● PARTS OF THE EXERCISE
1. For each statement below, say yes or no according to the passage on nonmuscle myosin and collagen synthesis, and quote the words from it that decide the answer.
(a) ML-7 inhibits myosin light-chain kinase.
(b) Dissociating polysomes with puromycin raises the amount of nonmuscle myosin in the preparations.
(c) Most proteins synthesized by activated HSCs are intracellular proteins.
2. According to the passage on nonmuscle myosin and collagen synthesis, what must happen to myosin light chains for the hexamers to form?
3. Write the next part of the passage on nonmuscle myosin and collagen synthesis, picking up after its final sentence.

● READING TEXT
Myosin light chains need to be phosphorylated in order for the hexamers to form. ML-7 is a specific inhibitor of myosin light-chain kinase, and treatment of HSCs with ML-7 results in the disassembly of myosin fibers Citation[14]. When we treated HSCs with ML-7, the network of myosin fibers collapsed and there was a dramatic decrease in collagen mRNA and protein levels, with almost complete cessation of collagen protein secretion into the medium [Stefanovic et al.; Unpublished Data]. This indicates that intact myosin filaments are a prerequisite for the stabilization of collagen mRNAs and for the synthesis and secretion of collagen protein. Since nonmuscle myosin confers motility to myofibroblasts, we postulate that the ability to migrate towards the site of injury and to synthesize type I collagen are integrated processes of the wound-healing mechanism. So how does the association of collagen mRNAs with nonmuscle myosin help the synthesis of collagen protein?
The final act
Polyribosomes (i.e., polysomes) assemble when mRNAs are actively translated into protein. We have discovered that a significant amount of nonmuscle myosin is found in polysomal preparations Citation[13]. When polysomes are dissociated with puromycin, nonmuscle myosin disappears from these preparations. When HSCs are treated with ML-7, the amount of nonmuscle myosin found in polysomal fractions is greatly reduced. This indicates that myosin filaments participate in translation and that activated HSCs develop filaments not only for cell motility but also to support protein synthesis. The majority of proteins synthesized by activated HSCs are extracellular matrix proteins, so it is likely that nonmuscle myosin filaments help the translation of collagen mRNAs by facilitating ribosomal loading.

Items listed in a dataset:
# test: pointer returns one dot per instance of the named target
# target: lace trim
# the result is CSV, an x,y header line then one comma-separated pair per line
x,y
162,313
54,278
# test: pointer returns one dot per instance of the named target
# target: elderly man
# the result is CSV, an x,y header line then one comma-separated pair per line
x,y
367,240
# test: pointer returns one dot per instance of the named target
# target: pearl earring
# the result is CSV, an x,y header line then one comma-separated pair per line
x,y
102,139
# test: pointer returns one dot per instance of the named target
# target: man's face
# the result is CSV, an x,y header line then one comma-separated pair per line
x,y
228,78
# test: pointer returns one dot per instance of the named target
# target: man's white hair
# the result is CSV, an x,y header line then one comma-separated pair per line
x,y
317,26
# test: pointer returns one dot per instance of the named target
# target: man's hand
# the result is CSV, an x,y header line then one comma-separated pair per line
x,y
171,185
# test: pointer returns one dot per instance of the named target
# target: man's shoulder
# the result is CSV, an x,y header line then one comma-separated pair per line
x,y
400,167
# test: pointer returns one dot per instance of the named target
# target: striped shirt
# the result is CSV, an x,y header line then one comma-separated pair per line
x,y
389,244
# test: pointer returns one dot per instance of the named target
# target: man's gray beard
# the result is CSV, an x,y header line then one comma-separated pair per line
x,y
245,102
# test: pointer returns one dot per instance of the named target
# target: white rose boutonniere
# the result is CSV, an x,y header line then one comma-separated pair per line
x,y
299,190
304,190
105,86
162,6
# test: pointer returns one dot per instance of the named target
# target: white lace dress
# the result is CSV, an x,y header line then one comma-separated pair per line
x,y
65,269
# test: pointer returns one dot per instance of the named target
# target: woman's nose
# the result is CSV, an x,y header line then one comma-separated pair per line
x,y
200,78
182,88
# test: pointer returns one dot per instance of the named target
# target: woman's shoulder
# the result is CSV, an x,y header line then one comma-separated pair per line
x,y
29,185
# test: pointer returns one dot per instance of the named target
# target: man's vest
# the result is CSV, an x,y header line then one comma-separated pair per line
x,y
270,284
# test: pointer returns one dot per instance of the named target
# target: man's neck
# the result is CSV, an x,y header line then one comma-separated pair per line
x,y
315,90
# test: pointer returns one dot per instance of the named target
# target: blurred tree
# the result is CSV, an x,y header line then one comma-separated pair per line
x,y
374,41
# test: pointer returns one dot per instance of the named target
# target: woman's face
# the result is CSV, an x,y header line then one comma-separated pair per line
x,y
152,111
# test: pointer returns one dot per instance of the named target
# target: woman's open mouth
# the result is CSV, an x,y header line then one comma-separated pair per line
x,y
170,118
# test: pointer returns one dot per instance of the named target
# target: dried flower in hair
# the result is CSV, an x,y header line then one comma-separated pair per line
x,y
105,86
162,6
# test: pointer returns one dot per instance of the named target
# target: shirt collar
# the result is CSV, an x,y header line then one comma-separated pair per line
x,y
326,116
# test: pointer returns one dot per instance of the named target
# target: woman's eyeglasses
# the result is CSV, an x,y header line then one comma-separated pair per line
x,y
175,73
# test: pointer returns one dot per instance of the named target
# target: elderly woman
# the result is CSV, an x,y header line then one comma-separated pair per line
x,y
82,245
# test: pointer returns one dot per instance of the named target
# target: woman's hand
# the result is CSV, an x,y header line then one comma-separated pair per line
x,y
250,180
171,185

● ANSWER SET
1.
(a) Yes: "ML-7 is a specific inhibitor of myosin light-chain kinase"
(b) No: "When polysomes are dissociated with puromycin, nonmuscle myosin disappears from these preparations."
(c) No: "The majority of proteins synthesized by activated HSCs are extracellular matrix proteins"

2. They must be phosphorylated.

3.
The LARP6 protein has to be removed in order for collagen ribosomal mRNAs to initiate translation. We have observed that the affinity of LARP6 for 5´ stem loop is higher when the protein is phosphorylated, so one method of removing LARP6 from collagen mRNA is by dephosphorylation. Although the phosphatase responsible for this is unknown, we hypothesize that, upon association of collagen mRNA with nonmuscle myosin, LARP6 is dephosphorylated and leaves the 5´ stem loop. Ribosomes attached to the filaments engage collagen mRNAs and, since these mRNAs are sequestered from the competing cytosolic mRNAs, the translation initiation is under noncompetitive conditions. This results in the coordinated initiation of the synthesis of collagen α1(I) and α2(I) polypeptides, starting with the signal peptides. It is likely that collagen signal peptides are recognized by signal-recognition particles when they emerge from the ribosome and that signal-recognition particles bring the elongating ribosomes, the nascent collagen chains and the collagen mRNAs to the membrane of the endoplasmic reticulum Citation[15]. The motor function of myosin does not to contribute to this relocation, since it can be inhibited by blebbistatin without affecting collagen synthesis. Once on the membrane of the endoplasmic reticulum, the coordinated syntheses, modifications and folding of collagen polypeptides are completed.
Conclusion
A high level of type I collagen synthesis in liver fibrosis is facilitated by the aggregation of collagen α1(I) and α2(I) mRNAs and their association with nonmuscle myosin filaments. These processes are mediated by the binding of LARP6 to the conserved 5´ stem loop of collagen mRNAs. The acquisition of myosin filaments and motility are prerequisites for high levels of type I collagen synthesis. We propose that this mechanism is set in motion in pathological fibrosis when HSCs are activated. A default pathway for constitutive, low-level collagen synthesis is LARP6 independent and operates in quiescent collagen-producing cells. If proven to be specific for fibrotic conditions, the LARP6-dependent mechanism may be an attractive target for the development of antifibrotic drugs.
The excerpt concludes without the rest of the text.